● Exercícios propostos
- 1) Segundo o excerto sobre a nova tabela da ADSE, a OMD contesta a limitação de atos clínicos por determinadas unidades. Enumere todas essas unidades.
- 2) Prolongue o excerto sobre a nova tabela da ADSE, retomando-o a seguir à sua última frase.

● Excerto fornecido
Na nova tabela que a ADSE pretende impor, há atos médico-dentários com valores que podem ficar abaixo do custo real, o que pode configurar uma situação de ‘dumping’, uma prática ilegal.

Miguel Pavão, bastonário da OMD, considera que “há casos em que é muito difícil conciliar os valores impostos pela ADSE e os custos reais de materiais e procedimentos. Receamos que a qualidade dos atos médico-dentários venha a estar em causa se não forem feitas alterações. Um simples exemplo é o que se passa com pandemia da Covid-19, que trouxe custos acrescidos com protocolos e equipamentos de proteção individual, os famosos EPIs, que nem sequer estão incluídos na tabela da ADSE. As consultas de medicina dentária requerem cuidados e materiais especiais devido à proximidade com os doentes e é impossível na atual conjuntura ignorar os riscos do vírus SARS-CoV-2”.

Se a nova tabela da ADSE for cumprida à risca há doentes que vão ficar com tratamentos a meio e há doentes que vão ter cáries a evoluir sem poderem ser intervencionadas.

 

 

A nova tabela da ADSE refere que “por tempo de consulta/clínico são comparticipados até um máximo de 2 códigos de atos médico-dentários, limite a partir do qual será necessário submeter a Autorização Prévia.” Para a OMD trata-se de uma inaceitável ingerência, até porque, em pacientes com patologias associadas, a realização de múltiplos tratamentos no mesmo tempo de consulta é desejável e recomendado.

A OMD considera ainda inaceitável a limitação de atos clínicos por dente/doente/ano porque não só interfere na independência do médico-dentista, mas também porque coloca em causa a saúde e bem-estar dos pacientes.

● Amostra de registos
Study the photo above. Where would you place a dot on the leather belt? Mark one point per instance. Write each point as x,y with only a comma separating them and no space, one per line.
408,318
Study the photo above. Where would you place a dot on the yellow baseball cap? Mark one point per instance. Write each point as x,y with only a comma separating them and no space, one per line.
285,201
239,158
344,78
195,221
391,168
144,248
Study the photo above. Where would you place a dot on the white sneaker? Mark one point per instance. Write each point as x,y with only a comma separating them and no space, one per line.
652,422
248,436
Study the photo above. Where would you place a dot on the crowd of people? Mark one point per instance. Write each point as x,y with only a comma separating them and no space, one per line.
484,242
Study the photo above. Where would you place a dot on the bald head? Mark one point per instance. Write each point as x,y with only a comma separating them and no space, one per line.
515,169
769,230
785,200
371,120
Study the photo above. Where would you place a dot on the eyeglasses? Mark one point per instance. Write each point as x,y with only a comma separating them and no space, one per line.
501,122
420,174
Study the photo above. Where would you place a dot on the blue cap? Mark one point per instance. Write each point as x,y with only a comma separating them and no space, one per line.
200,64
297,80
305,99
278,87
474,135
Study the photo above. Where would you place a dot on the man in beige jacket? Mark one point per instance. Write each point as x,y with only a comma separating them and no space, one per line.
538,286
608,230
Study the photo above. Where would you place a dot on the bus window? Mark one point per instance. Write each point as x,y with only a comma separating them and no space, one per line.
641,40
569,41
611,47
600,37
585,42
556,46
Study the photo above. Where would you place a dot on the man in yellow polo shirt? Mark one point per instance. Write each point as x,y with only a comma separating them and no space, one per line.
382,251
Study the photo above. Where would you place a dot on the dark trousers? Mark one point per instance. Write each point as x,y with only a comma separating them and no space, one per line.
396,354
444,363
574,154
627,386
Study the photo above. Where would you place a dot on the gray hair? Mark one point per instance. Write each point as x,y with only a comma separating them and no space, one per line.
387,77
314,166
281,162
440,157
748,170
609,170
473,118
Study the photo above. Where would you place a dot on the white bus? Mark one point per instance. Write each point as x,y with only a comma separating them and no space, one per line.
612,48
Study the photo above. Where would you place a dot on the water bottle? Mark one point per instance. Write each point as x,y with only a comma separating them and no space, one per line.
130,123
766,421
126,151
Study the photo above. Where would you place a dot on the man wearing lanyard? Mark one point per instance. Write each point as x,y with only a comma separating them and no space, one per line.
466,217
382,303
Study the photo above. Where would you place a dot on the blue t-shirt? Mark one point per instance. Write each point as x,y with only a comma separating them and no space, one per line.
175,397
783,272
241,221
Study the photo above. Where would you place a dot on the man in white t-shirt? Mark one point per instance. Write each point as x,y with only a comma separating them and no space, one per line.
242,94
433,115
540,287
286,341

● Respostas aos exercícios
- 1) dente, doente, ano

- 2)
Por exemplo, um paciente que faça uma restauração a uma cárie num dente e a quem passados dois anos é diagnosticada uma outra cárie no mesmo dente, só poderá efetuar nova restauração quando se cumprirem 5 anos sobre a data da primeira restauração. Se esta regra for seguida, a cárie vai continuar a evoluir conduzindo inevitavelmente a tratamento endodôntico, reabilitação com recurso a uma coroa ou, em última instância, à própria extração do dente. Ao aumento de custos monetários pelos tratamentos mais complexos e demorados, acresce um custo na saúde do paciente que poderia resolver a situação com uma simples restauração.

A OMD destaca ainda que os preços atribuídos na nova tabela da ADSE nem sempre apresentam relação com a complexidade, tempo e custos associados aos tratamentos envolvidos. Um exemplo é o item referente à “Destartarização Bimaxilar” que apresenta um valor total de 20€, enquanto o item “Destartarização Bimaxilar e curetagem subgengival” tem um valor absoluto de 30€. Isto significa que se está a atribuir um valor de 10€ a um procedimento como a curetagem subgengival, que é muito mais complexo e consumidor de tempo, de materiais, recursos e conhecimentos técnicos do que uma destartarização ultrasónica.

O bastonário da OMD lembra que “há um ano foi com grande esperança e otimismo que encarámos a revisão das tabelas da ADSE, que não sofriam alterações há muitos anos. Infelizmente perdeu-se uma oportunidade para melhorar e garantir um melhor serviço aos beneficiários da ADSE. Percentualmente, e porque se parte de um valor muito baixo, o aumento parece grande, mas, na prática, são aumentos simbólicos que não refletem quer a subida de preços de materiais nos últimos anos, quer a evolução dos procedimentos altamente diferenciados da medicina dentária.”

Uma restauração que, na anterior tabela, tinha um valor de 17,2€, sobe agora 45%, para 25€, um aumento de apenas 7,8€.

A OMD considera que a Entidade Reguladora da Saúde, a Autoridade da Concorrência e a Autoridade de Supervisão de Seguros e Fundos de Pensões devem intervir e analisar as novas tabelas da ADSE para garantir que não há ‘dumping’ nos preços propostos, porque, para além de ilegal, um pagamento abaixo do valor de custo põe em causa a concorrência entre prestadores.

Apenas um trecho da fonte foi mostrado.